*Direction:* Continue the passage on Fox News coverage of the Durham filing, picking up after its last sentence.

::: Source excerpt :::

Since Fox News published a widely misleading article about the Durham filing, which suggests the special counsel’s filing says that Hillary Clinton’s 2016 presidential campaign “infiltrated” Trump’s White House servers, the network has run wall-to-wall coverage declaring the “bombshell” story “bigger than Watergate” while chastising other media outlets for ignoring it.

Needless to say, Fox News’ own coverage of what it describes as a “massive scandal” has not only been largely exaggerated but has run the gamut from disingenuous to entirely false.

Durham, who was assigned by then-Attorney General William Barr in 2019 to investigate the probe of Trump and his allies’ ties to Russia, added a pleading on Friday to his case against Michael Sussmann, a lawyer with Democratic ties. The special counsel has accused Sussmann of lying during a September 2016 meeting with the FBI over Trump’s potential Russia links.

::: Data :::

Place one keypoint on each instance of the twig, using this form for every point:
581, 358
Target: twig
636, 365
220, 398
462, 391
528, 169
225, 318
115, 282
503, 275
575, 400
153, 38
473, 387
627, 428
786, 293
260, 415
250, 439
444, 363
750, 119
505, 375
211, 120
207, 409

:::

*Output of the exercise:*
While Durham’s filing was essentially about possible conflicts of interest, the prosecutor also “slipped in a few extra sentences that set off a furor among right-wing outlets about purported spying” on Trump, as New York Times reporter Charlie Savage explained on Monday.

The prosecutor also recounted a February 2017 meeting between Sussmann and the CIA about seemingly strange cyber data suggesting the presence of Russian-made smartphones at Trump Tower and the White House. Durham also noted that Sussmann had obtained this data from his client Rodney Joffe, whose tech company Neustar serviced internet servers at the White House, alleging that Joffe and associates “exploited this arrangement” to gather dirt on Trump.

As Savage reported, Fox News and right-wing media have skewed what Durhams’s filing actually said. For one, despite what countless on-air segments and reports claimed, the special counsel never once used the word “infiltrate.” Additionally, Durham did not claim in the pleading that the tech firm was ever paid by the Clinton campaign.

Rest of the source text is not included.